YOUR OBJECTIVE: Reproduce verbatim the lines of the data below, from the line containing "bunch in the image above." through the final line, both ends included.

THE INPUT:
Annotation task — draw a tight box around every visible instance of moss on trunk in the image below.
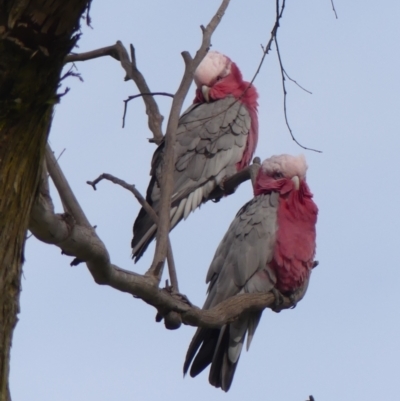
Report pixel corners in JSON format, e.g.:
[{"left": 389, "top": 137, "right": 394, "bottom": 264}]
[{"left": 0, "top": 0, "right": 89, "bottom": 401}]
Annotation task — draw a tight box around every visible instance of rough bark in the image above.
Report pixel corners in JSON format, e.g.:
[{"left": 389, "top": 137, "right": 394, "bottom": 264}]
[{"left": 0, "top": 0, "right": 89, "bottom": 401}]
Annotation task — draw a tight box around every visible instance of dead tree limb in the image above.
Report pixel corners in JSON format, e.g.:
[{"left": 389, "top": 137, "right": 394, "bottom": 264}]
[
  {"left": 147, "top": 0, "right": 233, "bottom": 282},
  {"left": 86, "top": 173, "right": 179, "bottom": 292},
  {"left": 29, "top": 148, "right": 308, "bottom": 328},
  {"left": 65, "top": 40, "right": 164, "bottom": 145}
]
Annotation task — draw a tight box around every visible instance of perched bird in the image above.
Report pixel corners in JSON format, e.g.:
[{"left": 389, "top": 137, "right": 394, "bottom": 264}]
[
  {"left": 183, "top": 155, "right": 318, "bottom": 391},
  {"left": 132, "top": 51, "right": 258, "bottom": 262}
]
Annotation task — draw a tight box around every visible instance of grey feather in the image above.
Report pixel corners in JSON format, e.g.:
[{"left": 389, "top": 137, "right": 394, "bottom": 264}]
[{"left": 132, "top": 96, "right": 251, "bottom": 261}]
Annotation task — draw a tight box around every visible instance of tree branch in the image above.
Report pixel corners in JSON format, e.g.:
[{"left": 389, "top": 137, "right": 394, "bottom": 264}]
[
  {"left": 147, "top": 0, "right": 229, "bottom": 282},
  {"left": 65, "top": 40, "right": 164, "bottom": 145},
  {"left": 208, "top": 157, "right": 261, "bottom": 201},
  {"left": 29, "top": 148, "right": 308, "bottom": 328},
  {"left": 86, "top": 173, "right": 179, "bottom": 292}
]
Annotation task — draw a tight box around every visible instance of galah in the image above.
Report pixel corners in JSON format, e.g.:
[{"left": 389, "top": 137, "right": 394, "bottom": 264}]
[
  {"left": 132, "top": 51, "right": 258, "bottom": 262},
  {"left": 183, "top": 155, "right": 318, "bottom": 391}
]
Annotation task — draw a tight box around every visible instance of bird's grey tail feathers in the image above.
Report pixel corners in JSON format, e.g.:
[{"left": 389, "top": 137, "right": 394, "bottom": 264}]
[{"left": 183, "top": 312, "right": 261, "bottom": 391}]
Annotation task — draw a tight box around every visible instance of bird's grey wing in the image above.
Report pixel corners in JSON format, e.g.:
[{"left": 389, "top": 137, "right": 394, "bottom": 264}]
[
  {"left": 131, "top": 96, "right": 251, "bottom": 261},
  {"left": 184, "top": 193, "right": 278, "bottom": 391},
  {"left": 172, "top": 96, "right": 251, "bottom": 218}
]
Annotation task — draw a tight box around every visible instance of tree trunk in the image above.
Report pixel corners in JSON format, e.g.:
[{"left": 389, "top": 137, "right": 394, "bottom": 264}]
[{"left": 0, "top": 0, "right": 89, "bottom": 401}]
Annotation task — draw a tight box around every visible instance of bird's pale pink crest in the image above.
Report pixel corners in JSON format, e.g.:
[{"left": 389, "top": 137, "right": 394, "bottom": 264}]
[
  {"left": 194, "top": 51, "right": 232, "bottom": 88},
  {"left": 194, "top": 51, "right": 258, "bottom": 171}
]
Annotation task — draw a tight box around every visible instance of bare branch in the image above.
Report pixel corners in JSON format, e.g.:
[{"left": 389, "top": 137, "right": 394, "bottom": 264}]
[
  {"left": 146, "top": 0, "right": 229, "bottom": 282},
  {"left": 29, "top": 145, "right": 308, "bottom": 328},
  {"left": 331, "top": 0, "right": 338, "bottom": 19},
  {"left": 122, "top": 92, "right": 174, "bottom": 128},
  {"left": 65, "top": 41, "right": 164, "bottom": 144},
  {"left": 86, "top": 173, "right": 179, "bottom": 292},
  {"left": 283, "top": 68, "right": 312, "bottom": 95},
  {"left": 275, "top": 35, "right": 322, "bottom": 153},
  {"left": 65, "top": 45, "right": 119, "bottom": 63}
]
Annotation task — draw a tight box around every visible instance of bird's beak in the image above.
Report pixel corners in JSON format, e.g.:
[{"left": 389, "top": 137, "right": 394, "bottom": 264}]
[
  {"left": 201, "top": 85, "right": 210, "bottom": 103},
  {"left": 292, "top": 175, "right": 300, "bottom": 191}
]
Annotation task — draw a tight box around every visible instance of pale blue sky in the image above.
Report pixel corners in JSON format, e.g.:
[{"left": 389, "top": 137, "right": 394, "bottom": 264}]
[{"left": 11, "top": 0, "right": 400, "bottom": 401}]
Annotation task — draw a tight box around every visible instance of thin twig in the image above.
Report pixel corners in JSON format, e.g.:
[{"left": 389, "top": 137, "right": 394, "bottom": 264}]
[
  {"left": 28, "top": 148, "right": 308, "bottom": 328},
  {"left": 46, "top": 145, "right": 92, "bottom": 228},
  {"left": 275, "top": 27, "right": 322, "bottom": 153},
  {"left": 122, "top": 92, "right": 174, "bottom": 128},
  {"left": 331, "top": 0, "right": 338, "bottom": 19},
  {"left": 65, "top": 41, "right": 164, "bottom": 144},
  {"left": 86, "top": 173, "right": 179, "bottom": 293}
]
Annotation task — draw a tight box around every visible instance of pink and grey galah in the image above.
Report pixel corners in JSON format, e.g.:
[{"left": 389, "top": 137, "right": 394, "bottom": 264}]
[
  {"left": 184, "top": 155, "right": 318, "bottom": 391},
  {"left": 132, "top": 51, "right": 258, "bottom": 261}
]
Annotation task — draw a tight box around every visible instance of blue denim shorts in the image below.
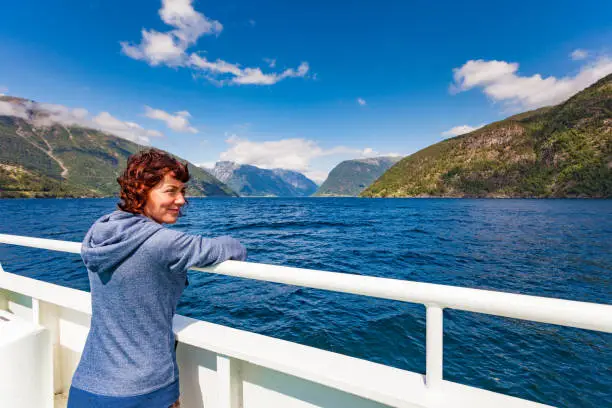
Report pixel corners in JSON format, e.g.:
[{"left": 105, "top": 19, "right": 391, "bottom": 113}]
[{"left": 68, "top": 380, "right": 180, "bottom": 408}]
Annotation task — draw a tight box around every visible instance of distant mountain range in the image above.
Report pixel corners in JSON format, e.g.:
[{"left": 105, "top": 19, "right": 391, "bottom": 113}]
[
  {"left": 361, "top": 75, "right": 612, "bottom": 197},
  {"left": 207, "top": 161, "right": 317, "bottom": 197},
  {"left": 0, "top": 96, "right": 236, "bottom": 198},
  {"left": 315, "top": 157, "right": 401, "bottom": 197}
]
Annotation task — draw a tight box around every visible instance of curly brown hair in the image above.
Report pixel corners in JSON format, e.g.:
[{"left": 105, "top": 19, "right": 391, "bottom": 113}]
[{"left": 117, "top": 148, "right": 189, "bottom": 214}]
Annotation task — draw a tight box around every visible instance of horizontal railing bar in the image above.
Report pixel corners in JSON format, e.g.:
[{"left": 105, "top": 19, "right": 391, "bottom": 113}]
[
  {"left": 0, "top": 234, "right": 81, "bottom": 254},
  {"left": 0, "top": 234, "right": 612, "bottom": 333}
]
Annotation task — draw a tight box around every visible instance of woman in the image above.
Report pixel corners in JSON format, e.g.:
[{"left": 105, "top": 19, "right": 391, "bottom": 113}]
[{"left": 68, "top": 149, "right": 246, "bottom": 408}]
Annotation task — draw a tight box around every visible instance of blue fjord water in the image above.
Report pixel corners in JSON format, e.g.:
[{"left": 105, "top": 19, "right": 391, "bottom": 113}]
[{"left": 0, "top": 198, "right": 612, "bottom": 407}]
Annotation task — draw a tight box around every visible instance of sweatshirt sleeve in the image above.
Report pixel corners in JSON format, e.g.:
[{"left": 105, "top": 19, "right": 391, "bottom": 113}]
[{"left": 153, "top": 228, "right": 247, "bottom": 271}]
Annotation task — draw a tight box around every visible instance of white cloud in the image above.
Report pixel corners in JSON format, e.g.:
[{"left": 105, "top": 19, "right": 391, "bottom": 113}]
[
  {"left": 145, "top": 106, "right": 198, "bottom": 133},
  {"left": 189, "top": 54, "right": 310, "bottom": 85},
  {"left": 92, "top": 112, "right": 159, "bottom": 145},
  {"left": 120, "top": 0, "right": 309, "bottom": 86},
  {"left": 121, "top": 30, "right": 186, "bottom": 66},
  {"left": 264, "top": 58, "right": 276, "bottom": 68},
  {"left": 196, "top": 162, "right": 215, "bottom": 170},
  {"left": 441, "top": 125, "right": 484, "bottom": 136},
  {"left": 570, "top": 48, "right": 589, "bottom": 61},
  {"left": 450, "top": 57, "right": 612, "bottom": 109},
  {"left": 0, "top": 101, "right": 163, "bottom": 145},
  {"left": 120, "top": 0, "right": 223, "bottom": 66},
  {"left": 0, "top": 101, "right": 29, "bottom": 119},
  {"left": 220, "top": 135, "right": 399, "bottom": 182}
]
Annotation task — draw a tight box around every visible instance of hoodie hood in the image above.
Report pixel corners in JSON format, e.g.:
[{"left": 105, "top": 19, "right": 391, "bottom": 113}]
[{"left": 81, "top": 211, "right": 163, "bottom": 274}]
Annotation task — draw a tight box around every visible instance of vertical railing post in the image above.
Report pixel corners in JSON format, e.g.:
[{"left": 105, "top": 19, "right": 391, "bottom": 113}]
[
  {"left": 425, "top": 305, "right": 444, "bottom": 388},
  {"left": 217, "top": 354, "right": 242, "bottom": 408}
]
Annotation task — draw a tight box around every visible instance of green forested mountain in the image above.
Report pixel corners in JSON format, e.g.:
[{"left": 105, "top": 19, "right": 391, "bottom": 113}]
[
  {"left": 0, "top": 96, "right": 236, "bottom": 197},
  {"left": 210, "top": 161, "right": 317, "bottom": 197},
  {"left": 315, "top": 157, "right": 401, "bottom": 197},
  {"left": 361, "top": 75, "right": 612, "bottom": 197}
]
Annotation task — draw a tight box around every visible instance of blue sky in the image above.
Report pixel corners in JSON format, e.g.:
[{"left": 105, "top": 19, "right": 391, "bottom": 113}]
[{"left": 0, "top": 0, "right": 612, "bottom": 181}]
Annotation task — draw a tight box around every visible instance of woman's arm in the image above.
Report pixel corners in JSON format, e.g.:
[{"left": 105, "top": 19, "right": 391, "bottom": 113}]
[{"left": 149, "top": 228, "right": 247, "bottom": 271}]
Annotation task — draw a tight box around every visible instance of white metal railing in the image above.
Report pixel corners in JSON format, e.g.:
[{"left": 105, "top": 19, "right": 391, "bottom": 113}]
[{"left": 0, "top": 234, "right": 612, "bottom": 387}]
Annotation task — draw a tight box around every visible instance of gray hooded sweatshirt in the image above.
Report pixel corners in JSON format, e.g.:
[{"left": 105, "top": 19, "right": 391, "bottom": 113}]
[{"left": 72, "top": 211, "right": 246, "bottom": 396}]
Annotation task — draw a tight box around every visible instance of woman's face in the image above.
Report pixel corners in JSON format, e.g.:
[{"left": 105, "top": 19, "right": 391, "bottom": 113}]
[{"left": 144, "top": 173, "right": 185, "bottom": 224}]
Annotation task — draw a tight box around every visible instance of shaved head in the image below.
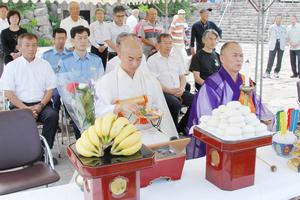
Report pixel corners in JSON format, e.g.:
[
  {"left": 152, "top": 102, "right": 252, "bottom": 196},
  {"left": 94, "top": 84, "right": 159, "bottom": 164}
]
[
  {"left": 220, "top": 42, "right": 240, "bottom": 55},
  {"left": 119, "top": 35, "right": 143, "bottom": 77},
  {"left": 120, "top": 35, "right": 142, "bottom": 52},
  {"left": 69, "top": 1, "right": 80, "bottom": 21},
  {"left": 220, "top": 42, "right": 244, "bottom": 74},
  {"left": 147, "top": 8, "right": 157, "bottom": 23}
]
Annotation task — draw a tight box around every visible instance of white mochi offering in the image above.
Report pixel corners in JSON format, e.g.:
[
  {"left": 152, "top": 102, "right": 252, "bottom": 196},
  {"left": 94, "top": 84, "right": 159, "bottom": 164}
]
[
  {"left": 273, "top": 132, "right": 297, "bottom": 144},
  {"left": 224, "top": 126, "right": 242, "bottom": 136},
  {"left": 205, "top": 126, "right": 216, "bottom": 133},
  {"left": 228, "top": 114, "right": 244, "bottom": 124},
  {"left": 246, "top": 119, "right": 260, "bottom": 126},
  {"left": 219, "top": 113, "right": 228, "bottom": 122},
  {"left": 224, "top": 108, "right": 240, "bottom": 117},
  {"left": 245, "top": 113, "right": 257, "bottom": 124},
  {"left": 218, "top": 122, "right": 228, "bottom": 131},
  {"left": 199, "top": 115, "right": 211, "bottom": 124},
  {"left": 218, "top": 105, "right": 226, "bottom": 113},
  {"left": 226, "top": 101, "right": 242, "bottom": 109},
  {"left": 240, "top": 106, "right": 251, "bottom": 116},
  {"left": 207, "top": 117, "right": 219, "bottom": 127},
  {"left": 255, "top": 123, "right": 268, "bottom": 135},
  {"left": 212, "top": 108, "right": 221, "bottom": 116},
  {"left": 215, "top": 128, "right": 224, "bottom": 135},
  {"left": 229, "top": 121, "right": 246, "bottom": 128},
  {"left": 242, "top": 125, "right": 255, "bottom": 135}
]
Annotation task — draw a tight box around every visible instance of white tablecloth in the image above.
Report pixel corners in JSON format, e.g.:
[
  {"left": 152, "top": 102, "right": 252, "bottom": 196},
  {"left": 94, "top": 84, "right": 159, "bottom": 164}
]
[{"left": 0, "top": 147, "right": 300, "bottom": 200}]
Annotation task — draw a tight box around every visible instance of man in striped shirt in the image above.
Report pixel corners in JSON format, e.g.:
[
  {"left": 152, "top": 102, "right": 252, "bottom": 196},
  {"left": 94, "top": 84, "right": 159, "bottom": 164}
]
[
  {"left": 138, "top": 8, "right": 163, "bottom": 57},
  {"left": 169, "top": 9, "right": 188, "bottom": 71}
]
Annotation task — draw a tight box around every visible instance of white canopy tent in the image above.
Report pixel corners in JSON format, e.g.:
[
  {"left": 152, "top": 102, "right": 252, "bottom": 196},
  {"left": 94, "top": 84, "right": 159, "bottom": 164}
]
[{"left": 2, "top": 0, "right": 183, "bottom": 5}]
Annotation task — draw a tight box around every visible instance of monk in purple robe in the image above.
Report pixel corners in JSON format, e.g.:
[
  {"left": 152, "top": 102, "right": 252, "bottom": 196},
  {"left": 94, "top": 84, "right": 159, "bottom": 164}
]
[{"left": 187, "top": 42, "right": 273, "bottom": 159}]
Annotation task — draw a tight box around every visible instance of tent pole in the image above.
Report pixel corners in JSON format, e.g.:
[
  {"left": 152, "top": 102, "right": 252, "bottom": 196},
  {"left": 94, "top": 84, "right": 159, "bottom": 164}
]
[
  {"left": 259, "top": 0, "right": 265, "bottom": 118},
  {"left": 254, "top": 2, "right": 261, "bottom": 86},
  {"left": 165, "top": 0, "right": 169, "bottom": 33}
]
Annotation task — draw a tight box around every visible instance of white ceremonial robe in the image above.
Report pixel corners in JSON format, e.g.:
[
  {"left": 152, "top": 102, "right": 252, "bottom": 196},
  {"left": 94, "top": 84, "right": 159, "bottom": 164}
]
[{"left": 95, "top": 67, "right": 178, "bottom": 145}]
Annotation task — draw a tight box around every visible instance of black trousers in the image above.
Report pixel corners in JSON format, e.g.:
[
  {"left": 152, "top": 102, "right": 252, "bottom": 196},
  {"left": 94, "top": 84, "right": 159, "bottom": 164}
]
[
  {"left": 266, "top": 40, "right": 283, "bottom": 73},
  {"left": 290, "top": 50, "right": 300, "bottom": 76},
  {"left": 0, "top": 50, "right": 4, "bottom": 77},
  {"left": 108, "top": 52, "right": 118, "bottom": 60},
  {"left": 164, "top": 91, "right": 194, "bottom": 132},
  {"left": 10, "top": 102, "right": 59, "bottom": 149},
  {"left": 91, "top": 46, "right": 108, "bottom": 71}
]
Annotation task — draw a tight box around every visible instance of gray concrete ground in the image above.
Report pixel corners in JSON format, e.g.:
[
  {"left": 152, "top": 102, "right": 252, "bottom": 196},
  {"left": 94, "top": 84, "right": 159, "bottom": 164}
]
[{"left": 1, "top": 44, "right": 299, "bottom": 188}]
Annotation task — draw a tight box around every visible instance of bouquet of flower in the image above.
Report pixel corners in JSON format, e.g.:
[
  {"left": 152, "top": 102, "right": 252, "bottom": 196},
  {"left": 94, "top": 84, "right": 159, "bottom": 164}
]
[{"left": 57, "top": 72, "right": 95, "bottom": 131}]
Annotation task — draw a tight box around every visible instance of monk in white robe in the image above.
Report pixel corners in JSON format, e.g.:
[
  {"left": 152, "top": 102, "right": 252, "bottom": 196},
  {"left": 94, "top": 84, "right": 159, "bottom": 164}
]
[{"left": 95, "top": 36, "right": 178, "bottom": 145}]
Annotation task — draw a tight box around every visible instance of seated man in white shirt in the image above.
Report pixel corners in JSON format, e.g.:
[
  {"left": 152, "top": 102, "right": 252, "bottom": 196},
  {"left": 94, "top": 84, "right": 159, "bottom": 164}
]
[
  {"left": 147, "top": 33, "right": 194, "bottom": 133},
  {"left": 105, "top": 32, "right": 148, "bottom": 74},
  {"left": 60, "top": 1, "right": 89, "bottom": 51},
  {"left": 90, "top": 8, "right": 108, "bottom": 70},
  {"left": 95, "top": 36, "right": 178, "bottom": 145},
  {"left": 2, "top": 33, "right": 58, "bottom": 153},
  {"left": 103, "top": 6, "right": 130, "bottom": 60}
]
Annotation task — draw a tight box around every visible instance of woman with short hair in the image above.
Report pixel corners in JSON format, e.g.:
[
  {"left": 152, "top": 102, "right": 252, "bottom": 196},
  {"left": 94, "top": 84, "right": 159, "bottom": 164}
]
[{"left": 1, "top": 10, "right": 27, "bottom": 65}]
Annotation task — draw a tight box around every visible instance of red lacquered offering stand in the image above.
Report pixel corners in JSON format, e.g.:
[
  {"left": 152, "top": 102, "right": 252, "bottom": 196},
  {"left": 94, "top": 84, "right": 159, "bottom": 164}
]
[
  {"left": 194, "top": 127, "right": 272, "bottom": 190},
  {"left": 141, "top": 138, "right": 190, "bottom": 187},
  {"left": 67, "top": 144, "right": 154, "bottom": 200}
]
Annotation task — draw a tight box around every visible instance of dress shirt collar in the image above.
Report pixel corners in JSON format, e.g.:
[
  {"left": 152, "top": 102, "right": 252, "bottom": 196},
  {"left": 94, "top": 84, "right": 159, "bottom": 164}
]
[
  {"left": 97, "top": 20, "right": 104, "bottom": 25},
  {"left": 69, "top": 16, "right": 81, "bottom": 23},
  {"left": 73, "top": 51, "right": 91, "bottom": 61},
  {"left": 20, "top": 56, "right": 37, "bottom": 64},
  {"left": 117, "top": 65, "right": 140, "bottom": 80},
  {"left": 112, "top": 21, "right": 124, "bottom": 28},
  {"left": 53, "top": 47, "right": 68, "bottom": 55}
]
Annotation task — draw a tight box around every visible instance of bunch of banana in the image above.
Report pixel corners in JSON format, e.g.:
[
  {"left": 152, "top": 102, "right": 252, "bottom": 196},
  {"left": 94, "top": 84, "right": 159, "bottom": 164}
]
[
  {"left": 76, "top": 113, "right": 142, "bottom": 157},
  {"left": 76, "top": 126, "right": 104, "bottom": 157}
]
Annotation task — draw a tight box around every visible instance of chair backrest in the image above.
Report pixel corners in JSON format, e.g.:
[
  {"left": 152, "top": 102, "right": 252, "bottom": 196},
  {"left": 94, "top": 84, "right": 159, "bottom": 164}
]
[
  {"left": 0, "top": 109, "right": 42, "bottom": 170},
  {"left": 297, "top": 81, "right": 300, "bottom": 102}
]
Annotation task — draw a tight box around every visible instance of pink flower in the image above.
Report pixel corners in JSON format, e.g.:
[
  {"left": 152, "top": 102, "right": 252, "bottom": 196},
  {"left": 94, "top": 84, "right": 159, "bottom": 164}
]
[{"left": 66, "top": 82, "right": 79, "bottom": 94}]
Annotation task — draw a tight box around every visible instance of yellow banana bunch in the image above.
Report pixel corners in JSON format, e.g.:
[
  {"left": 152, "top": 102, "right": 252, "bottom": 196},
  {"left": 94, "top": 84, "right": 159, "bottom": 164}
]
[
  {"left": 110, "top": 128, "right": 142, "bottom": 156},
  {"left": 101, "top": 113, "right": 117, "bottom": 144},
  {"left": 109, "top": 117, "right": 129, "bottom": 142},
  {"left": 76, "top": 137, "right": 103, "bottom": 157},
  {"left": 76, "top": 113, "right": 142, "bottom": 157}
]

TASK RESPONSE:
Annotation task — draw a tight box around every visible instance of yellow banana bunch in the image above.
Report pixel corners in JSON format, e.g.:
[
  {"left": 152, "top": 102, "right": 252, "bottom": 196},
  {"left": 94, "top": 84, "right": 159, "bottom": 164}
]
[
  {"left": 110, "top": 128, "right": 142, "bottom": 156},
  {"left": 101, "top": 113, "right": 117, "bottom": 144},
  {"left": 109, "top": 117, "right": 129, "bottom": 142},
  {"left": 76, "top": 137, "right": 103, "bottom": 157},
  {"left": 76, "top": 113, "right": 142, "bottom": 157}
]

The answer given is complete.